------ DATA RECORDS
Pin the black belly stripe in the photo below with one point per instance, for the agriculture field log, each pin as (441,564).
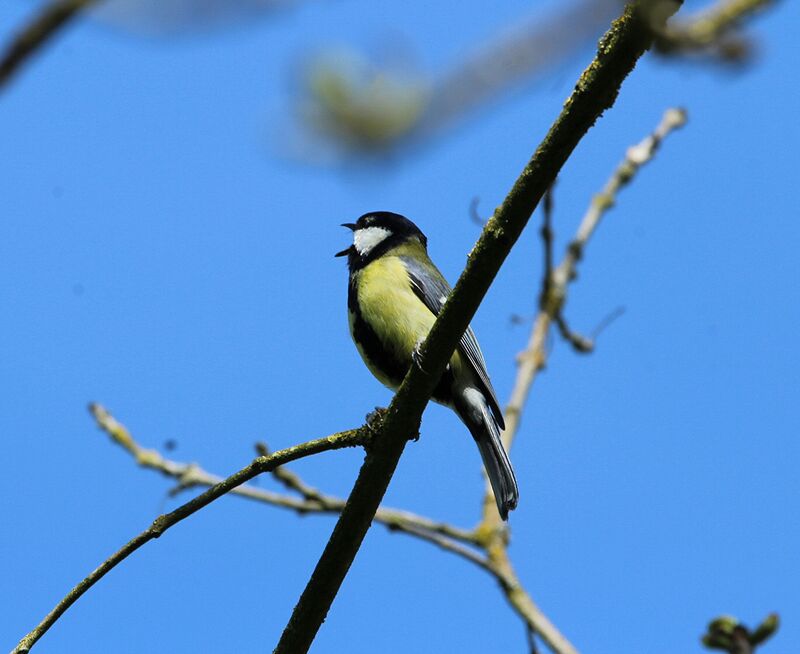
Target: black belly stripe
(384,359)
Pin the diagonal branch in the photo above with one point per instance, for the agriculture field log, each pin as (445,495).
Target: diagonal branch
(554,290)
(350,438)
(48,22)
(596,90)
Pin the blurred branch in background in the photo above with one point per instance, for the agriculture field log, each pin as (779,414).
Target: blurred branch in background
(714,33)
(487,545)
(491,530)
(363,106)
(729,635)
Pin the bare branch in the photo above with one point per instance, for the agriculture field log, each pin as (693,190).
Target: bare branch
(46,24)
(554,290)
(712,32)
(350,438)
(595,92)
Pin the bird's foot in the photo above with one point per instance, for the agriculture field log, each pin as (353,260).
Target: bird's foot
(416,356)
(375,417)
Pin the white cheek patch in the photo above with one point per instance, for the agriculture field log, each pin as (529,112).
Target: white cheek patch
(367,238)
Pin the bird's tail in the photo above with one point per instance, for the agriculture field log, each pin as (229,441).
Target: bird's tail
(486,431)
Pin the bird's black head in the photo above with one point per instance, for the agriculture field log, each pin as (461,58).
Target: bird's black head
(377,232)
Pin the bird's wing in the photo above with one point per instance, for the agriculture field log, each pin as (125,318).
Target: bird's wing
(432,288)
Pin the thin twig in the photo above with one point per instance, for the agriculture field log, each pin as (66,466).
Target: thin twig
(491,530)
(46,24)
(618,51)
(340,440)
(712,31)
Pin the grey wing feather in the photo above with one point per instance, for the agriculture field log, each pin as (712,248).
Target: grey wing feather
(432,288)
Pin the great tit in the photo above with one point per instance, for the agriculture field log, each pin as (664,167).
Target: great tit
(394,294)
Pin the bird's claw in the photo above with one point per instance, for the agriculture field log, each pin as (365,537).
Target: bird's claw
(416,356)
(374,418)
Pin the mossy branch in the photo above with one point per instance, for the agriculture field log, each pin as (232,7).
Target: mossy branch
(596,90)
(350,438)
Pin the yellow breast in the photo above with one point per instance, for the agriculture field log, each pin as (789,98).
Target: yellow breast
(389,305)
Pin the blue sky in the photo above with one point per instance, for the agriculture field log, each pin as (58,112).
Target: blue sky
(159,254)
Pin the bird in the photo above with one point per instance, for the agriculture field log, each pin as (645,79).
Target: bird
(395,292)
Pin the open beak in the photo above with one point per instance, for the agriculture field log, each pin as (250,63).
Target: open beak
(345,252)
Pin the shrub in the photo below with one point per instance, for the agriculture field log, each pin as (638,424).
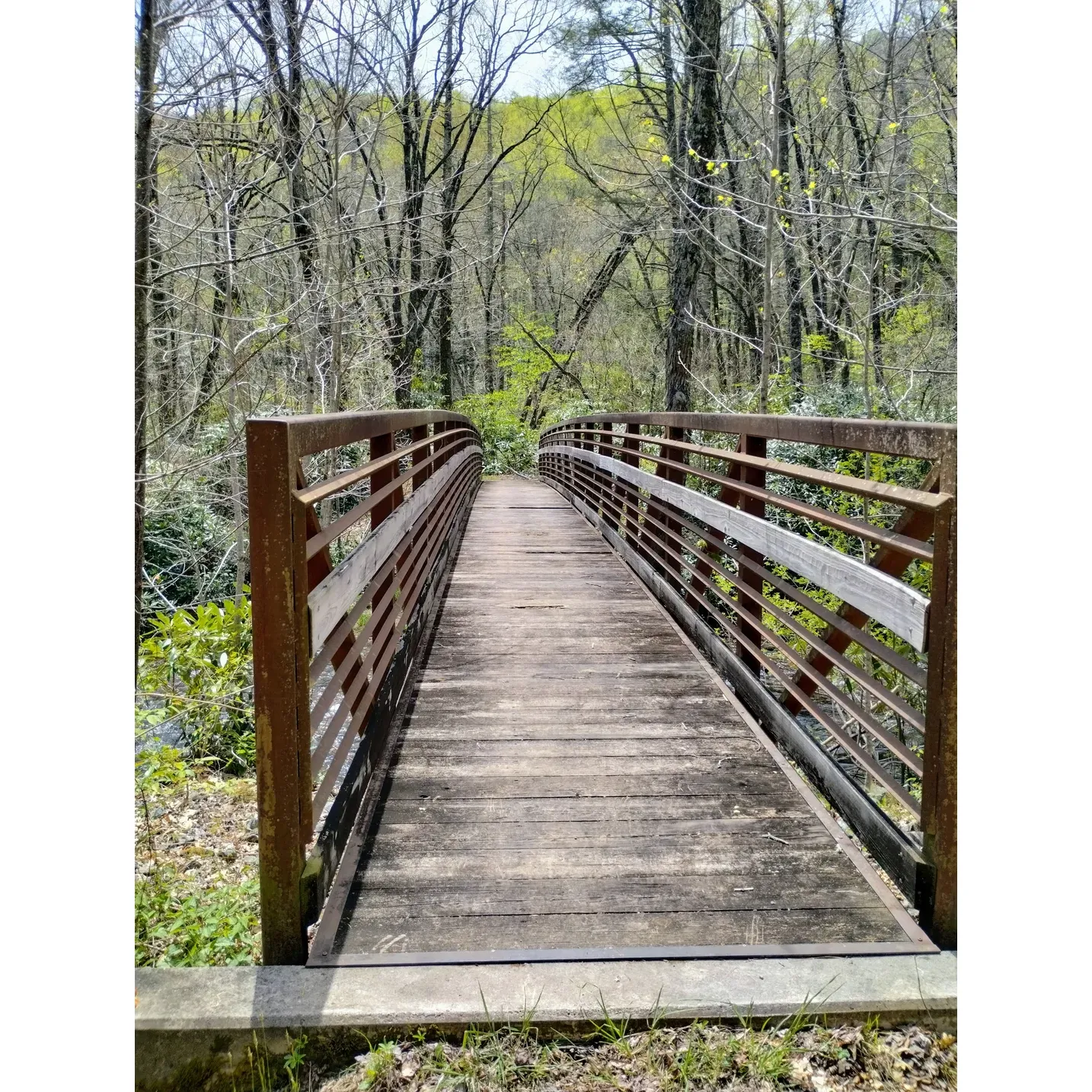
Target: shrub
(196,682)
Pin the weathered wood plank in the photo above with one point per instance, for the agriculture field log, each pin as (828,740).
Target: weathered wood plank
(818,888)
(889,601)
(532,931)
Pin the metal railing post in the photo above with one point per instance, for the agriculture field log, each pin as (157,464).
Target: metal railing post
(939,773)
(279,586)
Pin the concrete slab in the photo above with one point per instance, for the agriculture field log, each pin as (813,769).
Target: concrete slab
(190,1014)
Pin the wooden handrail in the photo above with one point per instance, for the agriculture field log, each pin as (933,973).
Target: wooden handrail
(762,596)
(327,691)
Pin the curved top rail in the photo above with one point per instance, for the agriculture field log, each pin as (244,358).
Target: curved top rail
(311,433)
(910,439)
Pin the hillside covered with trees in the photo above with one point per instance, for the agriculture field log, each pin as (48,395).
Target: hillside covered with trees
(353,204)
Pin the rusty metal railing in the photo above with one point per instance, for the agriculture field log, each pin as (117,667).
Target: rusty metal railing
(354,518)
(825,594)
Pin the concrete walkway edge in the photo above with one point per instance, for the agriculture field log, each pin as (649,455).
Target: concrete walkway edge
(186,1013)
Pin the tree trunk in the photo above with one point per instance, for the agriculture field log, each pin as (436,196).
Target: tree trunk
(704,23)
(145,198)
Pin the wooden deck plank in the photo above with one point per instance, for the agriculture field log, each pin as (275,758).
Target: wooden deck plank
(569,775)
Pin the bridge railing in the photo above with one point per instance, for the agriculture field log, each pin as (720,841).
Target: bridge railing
------------
*WORK TO BE COMPLETED*: Reproduce the entire listing above, changing every occurrence of "agriculture field log" to "wildlife survey record" and leaving all other text unchanged. Omit the pictures from your version.

*FULL RESPONSE*:
Pin the black belly stripe in the photo below with one point per instance, for the wildlife survey record, each pin as (441,564).
Target: black belly stripe
(384,359)
Pin the diagonal branch in the photo above with one point per instance, for the wildlife survey record, each pin as (445,495).
Target: diagonal branch
(554,290)
(350,438)
(48,22)
(596,90)
Pin the blurred branch in background in the photo above with one point per instance, for the wildlife survey record, each pin as (779,414).
Target: blurred branch in background
(714,33)
(487,545)
(491,530)
(363,106)
(729,635)
Pin the bare branch in the photo above with one point per instance, for the wildlife survey record, each pin as (693,190).
Target: bare branch
(46,24)
(554,290)
(712,32)
(350,438)
(595,92)
Pin the bird's foot in the photo above with one point per instance, for the wildlife survey record, each pin as (353,260).
Target: bird's foot
(416,356)
(375,417)
Pin the white cheek patch in the photo above with one point per instance, for the wildlife survey record, each pin as (529,112).
Target: white cheek patch
(367,238)
Pin the bird's tail in the photo above with one point per instance, for the wildlife survey record, each pin as (229,441).
Target: bird's tail
(486,431)
Pin the bird's black head in the photo above with one point per instance, for the wildlife survey record, each pin as (461,58).
Target: bird's black head
(377,232)
Pin the bird's wing in the photo above with one point per instance, for the wildlife survey record, each pin as (125,318).
Target: bird's wing
(432,288)
Pin the thin twig in the photo above with one point per instance, for the wildlife survey record, each pin as (66,466).
Target: thin twig
(491,530)
(46,24)
(618,51)
(340,440)
(712,31)
Pin the grey wing feather in the photo above with one point per instance, for the wildlife survey record, each pin as (712,248).
Target: grey wing feather
(432,288)
Pin the great tit in the photo above with one point per instance, for the wildlife survey record, each pin as (664,167).
Target: great tit
(394,294)
Pin the bird's claw in the photo above with one point per instance, for the wildlife survey record, each pin as (365,537).
Target: bird's claw
(416,356)
(374,418)
Pin the mossy branch in the photo above with one point per instance, for the wildlife survey record, each pin as (232,7).
Target: mossy branch
(596,90)
(350,438)
Pin the yellow breast in the photo above with one point per instance, for the wildlife survey record, each pin as (789,98).
Target: yellow breast
(389,305)
Pin the blue sky in the photo above with one point per instance, for the wildlife survey record, each pin as (58,112).
Target: blue sky
(159,254)
Pin the bird in the photo above with one point per instance, for the wildlife survey record, each pin as (645,79).
Target: bird
(395,292)
Pin the open beak in the photo above with one point per instance, for the wildlife survey record, each pin as (250,63).
Target: open beak
(345,252)
Pin the shrub in the photo below with one point per instance, for the wildlife survey record, each pin as (638,424).
Target: shrub
(196,682)
Pin the weathered wood plank in the photo above with one point per instance, for the wildlife survey record, each pin as (828,740).
Target: weathered wood plank
(818,888)
(889,601)
(532,931)
Pin the metal railing post in the photo above with one point per instance, for the wildlife survey record, each pin as (157,464).
Target: metal railing post
(939,773)
(279,586)
Pin the concrete slab in the photo above with one point per instance, for the wildlife survey record, each pin as (813,769).
Target: concrete slab
(190,1014)
Pin the wooden handrail in the photo above with one point per instance, for the wildlife survey record, each pin as (933,973).
Target: wooden handrail
(762,596)
(327,691)
Pin the curved top rail in the photo above with one point per instance, for the wildlife survey record, each pin as (244,358).
Target: curved top rail
(311,433)
(910,439)
Pin the hillside covered with trees in the photo above with one point per instance, for the wildlife survey record, each pin as (48,395).
Target: hillside covered with trees
(353,204)
Pin the rusty metal railing in the photo above with one point per instance, for the wildlife survey record, each pin as (117,667).
Target: rusty metal railing
(354,518)
(825,594)
Pin the concrete walkway edge in the photo above with one point per instance, for the wildlife survey record, each pin as (649,455).
Target: concrete walkway edge
(186,1013)
Pin the tree trunk in the photo above with one point per instance, for the wildlife survey record, each pin as (436,196).
Target: tree trunk
(704,23)
(145,198)
Pin the wooden deck plank in the photo above with one point per instance, for the wildlife survey record, each pin as (275,758).
Target: wooden deck plank
(569,775)
Pin the bridge railing in the photo above with one point per instance, for the wildlife survey record, each pin as (720,841).
Target: bridge railing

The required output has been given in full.